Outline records
## start
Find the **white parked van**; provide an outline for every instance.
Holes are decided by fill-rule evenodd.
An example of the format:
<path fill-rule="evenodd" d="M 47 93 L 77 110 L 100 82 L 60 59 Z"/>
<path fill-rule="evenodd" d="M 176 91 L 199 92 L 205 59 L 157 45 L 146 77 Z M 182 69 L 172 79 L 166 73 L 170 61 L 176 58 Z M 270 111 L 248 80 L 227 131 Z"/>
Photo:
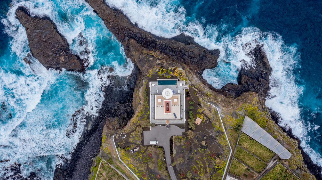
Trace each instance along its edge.
<path fill-rule="evenodd" d="M 157 141 L 150 141 L 150 144 L 158 144 Z"/>

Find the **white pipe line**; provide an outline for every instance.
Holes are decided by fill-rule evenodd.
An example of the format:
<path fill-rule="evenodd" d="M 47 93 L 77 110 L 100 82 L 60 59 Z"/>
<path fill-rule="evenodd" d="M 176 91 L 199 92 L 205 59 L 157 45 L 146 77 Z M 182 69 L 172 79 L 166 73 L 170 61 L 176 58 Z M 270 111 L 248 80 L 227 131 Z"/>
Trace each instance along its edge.
<path fill-rule="evenodd" d="M 120 161 L 121 162 L 122 162 L 122 163 L 123 163 L 123 164 L 124 164 L 124 165 L 125 165 L 128 168 L 128 170 L 130 171 L 132 173 L 132 174 L 133 174 L 133 175 L 134 175 L 134 176 L 135 176 L 135 177 L 137 178 L 137 179 L 138 180 L 140 180 L 140 179 L 139 179 L 138 177 L 137 177 L 137 175 L 135 175 L 135 174 L 134 173 L 133 173 L 131 170 L 131 169 L 130 169 L 130 168 L 129 168 L 128 167 L 128 166 L 126 166 L 126 165 L 125 164 L 125 163 L 124 163 L 124 162 L 123 162 L 123 161 L 122 161 L 121 159 L 121 158 L 120 157 L 120 156 L 119 155 L 118 155 L 118 151 L 117 148 L 116 148 L 116 146 L 115 145 L 115 142 L 114 141 L 114 136 L 115 136 L 115 135 L 113 135 L 113 137 L 112 138 L 113 139 L 113 142 L 114 143 L 114 147 L 115 147 L 115 150 L 116 150 L 116 153 L 118 154 L 118 159 L 119 159 Z"/>
<path fill-rule="evenodd" d="M 228 142 L 228 144 L 229 145 L 229 148 L 230 148 L 230 153 L 229 153 L 229 156 L 228 158 L 228 160 L 227 161 L 227 163 L 226 165 L 226 168 L 225 168 L 225 171 L 224 171 L 223 175 L 223 178 L 222 178 L 222 180 L 223 179 L 223 178 L 225 176 L 225 175 L 226 174 L 226 171 L 227 169 L 227 167 L 228 167 L 228 164 L 229 162 L 229 160 L 230 159 L 230 156 L 232 155 L 232 147 L 230 146 L 230 143 L 229 143 L 229 140 L 228 139 L 228 137 L 227 136 L 227 134 L 226 133 L 226 130 L 225 130 L 225 127 L 223 126 L 223 120 L 221 119 L 221 117 L 220 116 L 220 114 L 219 113 L 219 111 L 218 109 L 218 108 L 215 106 L 213 104 L 210 104 L 210 103 L 208 103 L 208 102 L 206 103 L 208 104 L 210 104 L 216 108 L 217 109 L 217 112 L 218 112 L 218 115 L 219 116 L 219 118 L 220 119 L 220 121 L 222 123 L 222 125 L 223 126 L 223 129 L 224 132 L 225 133 L 225 135 L 226 135 L 226 138 L 227 139 L 227 141 Z"/>

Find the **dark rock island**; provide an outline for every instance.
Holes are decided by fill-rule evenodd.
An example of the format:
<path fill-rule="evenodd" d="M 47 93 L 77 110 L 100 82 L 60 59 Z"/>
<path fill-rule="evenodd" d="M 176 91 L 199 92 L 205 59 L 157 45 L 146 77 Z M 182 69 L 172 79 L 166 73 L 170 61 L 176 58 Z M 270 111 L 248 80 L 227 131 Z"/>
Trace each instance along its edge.
<path fill-rule="evenodd" d="M 201 103 L 209 102 L 218 106 L 220 113 L 224 115 L 223 120 L 227 130 L 234 129 L 227 133 L 232 144 L 237 142 L 236 135 L 239 132 L 235 129 L 238 129 L 238 127 L 229 124 L 240 124 L 241 121 L 239 119 L 250 114 L 255 116 L 253 118 L 255 121 L 264 119 L 262 120 L 264 128 L 276 136 L 280 143 L 287 145 L 294 155 L 285 164 L 297 175 L 311 177 L 303 162 L 297 142 L 288 137 L 267 113 L 269 109 L 265 105 L 265 98 L 268 95 L 272 70 L 261 47 L 258 46 L 251 51 L 249 55 L 254 57 L 255 67 L 241 70 L 238 84 L 228 84 L 221 89 L 216 89 L 201 75 L 204 69 L 217 66 L 219 50 L 208 50 L 184 34 L 170 39 L 157 36 L 137 27 L 121 11 L 109 7 L 103 0 L 87 1 L 122 43 L 127 56 L 136 66 L 130 76 L 109 77 L 112 82 L 105 89 L 105 100 L 98 116 L 92 119 L 92 125 L 71 153 L 71 159 L 56 168 L 54 179 L 88 179 L 92 159 L 99 152 L 100 155 L 103 153 L 100 147 L 103 146 L 103 127 L 106 130 L 103 133 L 109 133 L 107 138 L 110 140 L 113 133 L 121 130 L 134 114 L 143 112 L 139 107 L 144 109 L 146 106 L 138 103 L 138 99 L 145 97 L 139 97 L 138 93 L 136 92 L 146 85 L 143 82 L 144 77 L 146 78 L 154 73 L 156 76 L 166 72 L 171 73 L 167 75 L 174 76 L 176 73 L 174 77 L 184 78 L 188 82 L 191 86 L 189 90 L 194 92 L 195 98 L 197 101 L 199 98 Z M 51 21 L 32 16 L 23 7 L 18 8 L 16 13 L 26 28 L 33 55 L 41 63 L 47 68 L 84 70 L 81 61 L 70 52 L 67 41 Z M 158 71 L 161 70 L 165 71 L 158 74 L 156 72 L 161 72 Z M 171 71 L 172 70 L 174 72 Z M 178 71 L 181 72 L 180 75 Z M 130 175 L 130 173 L 128 174 Z"/>
<path fill-rule="evenodd" d="M 83 71 L 81 60 L 72 54 L 66 38 L 48 18 L 32 16 L 25 8 L 16 10 L 17 18 L 26 29 L 33 56 L 46 68 Z"/>

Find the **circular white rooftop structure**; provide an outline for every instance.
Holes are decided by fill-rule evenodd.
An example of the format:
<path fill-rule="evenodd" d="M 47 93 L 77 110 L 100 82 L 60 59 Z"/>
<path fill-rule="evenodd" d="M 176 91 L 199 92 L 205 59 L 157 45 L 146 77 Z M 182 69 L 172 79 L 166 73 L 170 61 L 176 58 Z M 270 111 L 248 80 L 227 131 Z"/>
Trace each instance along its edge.
<path fill-rule="evenodd" d="M 166 99 L 170 99 L 172 97 L 172 90 L 169 88 L 166 88 L 162 91 L 162 95 Z"/>

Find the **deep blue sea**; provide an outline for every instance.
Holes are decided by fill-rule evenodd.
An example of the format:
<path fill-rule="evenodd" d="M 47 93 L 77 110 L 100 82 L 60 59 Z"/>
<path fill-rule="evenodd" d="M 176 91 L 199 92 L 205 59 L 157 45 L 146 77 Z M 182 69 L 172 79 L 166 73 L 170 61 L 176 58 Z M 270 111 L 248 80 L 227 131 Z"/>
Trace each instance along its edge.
## end
> _Goal_
Please copy the part of the entries that runs from their start through the line containing "157 141 L 150", both ends included, keeping the requests and format samples unchanged. Multiply every coordinate in the answer outlines by 0.25, rounding to whole numbers with halves rounded up, and leave the pictures out.

> _Right answer_
Find the **white parked van**; provide an outline for every instance.
Holes are decided by fill-rule evenodd.
An example of the format:
<path fill-rule="evenodd" d="M 47 93 L 77 110 L 100 82 L 60 59 Z"/>
<path fill-rule="evenodd" d="M 176 91 L 199 92 L 205 59 L 157 45 L 146 77 Z M 182 69 L 172 79 L 166 73 L 170 61 L 176 58 Z M 270 111 L 248 80 L 227 131 Z"/>
Photo:
Trace each instance along its edge.
<path fill-rule="evenodd" d="M 39 35 L 38 35 L 38 36 L 40 36 Z"/>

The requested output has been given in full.